- **Set exercise**:
Copy out the final stretch of the listing: the line that contains "Q: give x and y for each instance of the banner" and all lines after it, exactly as they appear.

- **Records contained in a dataset**:
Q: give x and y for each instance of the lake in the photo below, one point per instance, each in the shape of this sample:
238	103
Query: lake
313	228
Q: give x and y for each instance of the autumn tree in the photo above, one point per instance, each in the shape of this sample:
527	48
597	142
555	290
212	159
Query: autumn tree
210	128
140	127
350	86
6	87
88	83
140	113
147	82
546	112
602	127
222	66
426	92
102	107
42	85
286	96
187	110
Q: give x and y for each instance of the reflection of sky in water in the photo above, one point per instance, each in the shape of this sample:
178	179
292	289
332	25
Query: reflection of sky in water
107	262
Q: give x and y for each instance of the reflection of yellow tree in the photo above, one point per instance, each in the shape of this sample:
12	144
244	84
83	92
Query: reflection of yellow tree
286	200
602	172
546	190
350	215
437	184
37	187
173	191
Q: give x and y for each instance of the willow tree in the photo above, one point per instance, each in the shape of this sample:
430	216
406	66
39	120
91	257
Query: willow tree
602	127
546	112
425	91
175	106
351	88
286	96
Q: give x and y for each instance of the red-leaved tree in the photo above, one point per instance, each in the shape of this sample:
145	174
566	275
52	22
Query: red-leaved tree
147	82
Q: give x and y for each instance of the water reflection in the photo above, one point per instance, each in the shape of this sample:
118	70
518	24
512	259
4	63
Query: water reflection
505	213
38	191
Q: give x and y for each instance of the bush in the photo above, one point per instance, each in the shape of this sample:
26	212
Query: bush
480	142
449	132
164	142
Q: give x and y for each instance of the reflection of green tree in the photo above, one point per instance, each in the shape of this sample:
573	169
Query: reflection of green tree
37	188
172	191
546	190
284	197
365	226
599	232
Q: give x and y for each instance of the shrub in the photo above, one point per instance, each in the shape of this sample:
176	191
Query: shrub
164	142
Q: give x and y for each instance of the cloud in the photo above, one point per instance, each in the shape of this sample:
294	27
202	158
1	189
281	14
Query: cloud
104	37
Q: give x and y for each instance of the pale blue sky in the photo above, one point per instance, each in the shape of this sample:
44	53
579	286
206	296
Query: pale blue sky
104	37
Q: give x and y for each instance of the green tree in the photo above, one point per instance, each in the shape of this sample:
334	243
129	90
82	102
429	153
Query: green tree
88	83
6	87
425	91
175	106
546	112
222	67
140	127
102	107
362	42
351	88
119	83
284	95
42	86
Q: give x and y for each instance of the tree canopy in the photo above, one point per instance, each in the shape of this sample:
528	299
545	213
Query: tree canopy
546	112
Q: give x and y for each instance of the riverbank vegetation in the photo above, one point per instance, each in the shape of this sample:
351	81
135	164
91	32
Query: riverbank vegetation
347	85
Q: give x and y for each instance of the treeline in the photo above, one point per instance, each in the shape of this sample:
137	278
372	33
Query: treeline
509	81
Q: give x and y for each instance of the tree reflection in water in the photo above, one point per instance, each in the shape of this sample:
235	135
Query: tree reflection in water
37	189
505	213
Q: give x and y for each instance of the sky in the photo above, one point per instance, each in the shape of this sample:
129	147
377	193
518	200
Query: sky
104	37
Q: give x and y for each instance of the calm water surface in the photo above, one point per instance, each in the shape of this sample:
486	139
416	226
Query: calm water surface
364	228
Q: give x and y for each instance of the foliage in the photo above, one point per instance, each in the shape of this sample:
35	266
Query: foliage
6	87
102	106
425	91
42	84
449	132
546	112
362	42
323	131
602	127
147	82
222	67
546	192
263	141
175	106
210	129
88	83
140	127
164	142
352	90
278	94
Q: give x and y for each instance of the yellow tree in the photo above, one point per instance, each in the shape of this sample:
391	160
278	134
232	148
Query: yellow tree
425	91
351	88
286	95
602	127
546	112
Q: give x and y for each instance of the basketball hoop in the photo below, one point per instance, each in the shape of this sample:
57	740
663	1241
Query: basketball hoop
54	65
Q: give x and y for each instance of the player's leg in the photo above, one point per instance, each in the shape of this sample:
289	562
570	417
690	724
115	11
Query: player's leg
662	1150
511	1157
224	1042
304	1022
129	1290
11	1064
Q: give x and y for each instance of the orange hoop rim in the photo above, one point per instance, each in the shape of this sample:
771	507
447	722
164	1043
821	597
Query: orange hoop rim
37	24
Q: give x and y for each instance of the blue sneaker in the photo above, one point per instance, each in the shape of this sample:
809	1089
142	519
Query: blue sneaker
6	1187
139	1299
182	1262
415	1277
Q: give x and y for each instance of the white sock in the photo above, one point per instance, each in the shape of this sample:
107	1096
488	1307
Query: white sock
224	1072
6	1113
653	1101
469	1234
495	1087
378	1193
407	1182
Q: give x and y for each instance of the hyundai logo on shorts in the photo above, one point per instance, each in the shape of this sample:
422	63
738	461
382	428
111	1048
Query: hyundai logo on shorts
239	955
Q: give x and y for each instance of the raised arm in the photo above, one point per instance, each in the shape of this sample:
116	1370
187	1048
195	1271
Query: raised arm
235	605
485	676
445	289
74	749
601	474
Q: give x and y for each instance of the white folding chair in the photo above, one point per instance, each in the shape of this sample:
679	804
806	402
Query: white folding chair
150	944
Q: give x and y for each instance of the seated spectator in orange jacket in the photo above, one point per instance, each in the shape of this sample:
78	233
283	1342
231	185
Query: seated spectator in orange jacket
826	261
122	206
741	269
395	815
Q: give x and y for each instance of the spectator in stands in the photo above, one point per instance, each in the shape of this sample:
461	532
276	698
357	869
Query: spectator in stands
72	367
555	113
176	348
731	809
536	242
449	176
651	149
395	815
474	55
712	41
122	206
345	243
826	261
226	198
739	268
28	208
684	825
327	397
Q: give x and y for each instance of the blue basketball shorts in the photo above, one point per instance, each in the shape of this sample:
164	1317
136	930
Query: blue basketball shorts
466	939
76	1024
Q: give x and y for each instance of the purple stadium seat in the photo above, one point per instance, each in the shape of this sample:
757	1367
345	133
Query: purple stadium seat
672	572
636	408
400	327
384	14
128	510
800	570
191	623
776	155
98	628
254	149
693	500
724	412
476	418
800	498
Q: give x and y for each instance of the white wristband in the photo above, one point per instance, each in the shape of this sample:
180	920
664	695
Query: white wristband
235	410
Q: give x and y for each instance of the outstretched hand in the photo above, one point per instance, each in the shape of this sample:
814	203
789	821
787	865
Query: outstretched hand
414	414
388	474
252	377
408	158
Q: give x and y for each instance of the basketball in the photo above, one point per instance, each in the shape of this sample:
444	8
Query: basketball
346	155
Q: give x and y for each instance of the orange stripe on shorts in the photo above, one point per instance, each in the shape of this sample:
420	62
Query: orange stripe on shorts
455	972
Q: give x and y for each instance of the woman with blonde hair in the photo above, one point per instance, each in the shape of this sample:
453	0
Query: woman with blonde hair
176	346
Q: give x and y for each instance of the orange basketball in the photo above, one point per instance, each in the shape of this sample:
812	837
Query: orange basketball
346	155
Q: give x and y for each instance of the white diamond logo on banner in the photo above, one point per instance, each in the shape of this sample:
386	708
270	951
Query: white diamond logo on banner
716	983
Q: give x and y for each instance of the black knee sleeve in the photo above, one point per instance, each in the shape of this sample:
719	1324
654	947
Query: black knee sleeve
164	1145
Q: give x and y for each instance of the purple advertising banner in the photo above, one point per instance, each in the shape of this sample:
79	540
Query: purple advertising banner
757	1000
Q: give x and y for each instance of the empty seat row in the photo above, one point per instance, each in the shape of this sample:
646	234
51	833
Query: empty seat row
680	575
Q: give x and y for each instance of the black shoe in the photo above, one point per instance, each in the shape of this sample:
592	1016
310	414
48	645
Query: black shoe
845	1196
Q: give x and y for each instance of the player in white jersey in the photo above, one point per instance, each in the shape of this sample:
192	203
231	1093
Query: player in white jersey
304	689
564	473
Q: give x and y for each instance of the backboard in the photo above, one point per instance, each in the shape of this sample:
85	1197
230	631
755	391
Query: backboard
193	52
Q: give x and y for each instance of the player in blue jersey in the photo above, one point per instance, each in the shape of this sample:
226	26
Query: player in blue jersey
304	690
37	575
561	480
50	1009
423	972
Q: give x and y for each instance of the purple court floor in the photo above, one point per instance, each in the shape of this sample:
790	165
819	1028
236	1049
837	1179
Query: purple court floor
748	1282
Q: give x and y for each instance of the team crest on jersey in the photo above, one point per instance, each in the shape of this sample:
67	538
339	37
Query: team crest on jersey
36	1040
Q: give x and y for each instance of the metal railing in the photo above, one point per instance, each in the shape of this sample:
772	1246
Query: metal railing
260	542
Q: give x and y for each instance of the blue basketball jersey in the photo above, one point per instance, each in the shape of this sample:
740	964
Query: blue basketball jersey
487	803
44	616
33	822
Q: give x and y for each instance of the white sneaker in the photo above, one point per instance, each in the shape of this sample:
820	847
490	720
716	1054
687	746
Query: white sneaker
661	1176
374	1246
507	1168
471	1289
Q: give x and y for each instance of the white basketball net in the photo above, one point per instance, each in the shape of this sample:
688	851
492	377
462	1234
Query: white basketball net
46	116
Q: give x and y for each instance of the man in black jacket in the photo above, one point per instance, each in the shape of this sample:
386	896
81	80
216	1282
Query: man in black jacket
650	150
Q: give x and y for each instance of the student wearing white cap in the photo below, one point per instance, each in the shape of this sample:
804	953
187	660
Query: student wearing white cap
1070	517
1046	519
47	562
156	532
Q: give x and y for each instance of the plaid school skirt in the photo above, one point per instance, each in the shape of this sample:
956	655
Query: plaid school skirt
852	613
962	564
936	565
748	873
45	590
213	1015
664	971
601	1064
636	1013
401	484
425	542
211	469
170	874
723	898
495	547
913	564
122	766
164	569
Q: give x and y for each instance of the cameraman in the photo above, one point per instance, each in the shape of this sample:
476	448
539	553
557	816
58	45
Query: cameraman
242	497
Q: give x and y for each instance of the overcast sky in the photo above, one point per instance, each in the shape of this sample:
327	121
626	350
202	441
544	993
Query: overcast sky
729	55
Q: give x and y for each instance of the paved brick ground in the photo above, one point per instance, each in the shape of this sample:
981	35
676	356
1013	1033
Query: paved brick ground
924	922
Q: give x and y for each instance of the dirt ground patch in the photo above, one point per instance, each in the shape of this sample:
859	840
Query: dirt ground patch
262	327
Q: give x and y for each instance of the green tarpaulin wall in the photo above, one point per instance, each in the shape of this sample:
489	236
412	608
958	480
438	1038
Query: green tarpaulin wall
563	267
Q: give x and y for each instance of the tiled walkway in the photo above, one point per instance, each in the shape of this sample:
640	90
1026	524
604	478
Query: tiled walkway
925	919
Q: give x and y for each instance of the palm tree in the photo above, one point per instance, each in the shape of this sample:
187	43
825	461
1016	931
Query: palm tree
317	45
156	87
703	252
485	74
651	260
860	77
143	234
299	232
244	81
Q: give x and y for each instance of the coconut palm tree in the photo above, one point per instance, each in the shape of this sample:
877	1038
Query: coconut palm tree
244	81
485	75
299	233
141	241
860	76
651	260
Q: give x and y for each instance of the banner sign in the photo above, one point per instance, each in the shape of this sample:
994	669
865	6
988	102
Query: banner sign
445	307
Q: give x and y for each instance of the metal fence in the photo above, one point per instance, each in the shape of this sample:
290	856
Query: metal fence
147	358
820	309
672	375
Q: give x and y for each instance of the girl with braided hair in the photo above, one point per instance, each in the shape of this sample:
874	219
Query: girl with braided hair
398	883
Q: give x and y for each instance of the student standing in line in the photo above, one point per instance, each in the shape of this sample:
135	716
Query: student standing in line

- **Problem solution**:
Q: give x and y for each instance of the banner sign in the photo above, one point per instance, each in the shape of this sample:
994	669
865	6
988	102
Query: banner sign
445	307
Q: give x and y for each instance of the metal fence in the photo above, one point per instance, each in the shape of this sample:
290	856
Query: metal fence
147	358
820	309
672	375
Q: give x and y for each instance of the girl with braided hair in the photo above, one point per instance, each in the shape of this sample:
874	219
Query: girl with braided hair
398	883
Q: give x and y for each instance of the student standing in line in the photo above, one point per instance, each in the shape of this sample:
135	716
Query: student standing in line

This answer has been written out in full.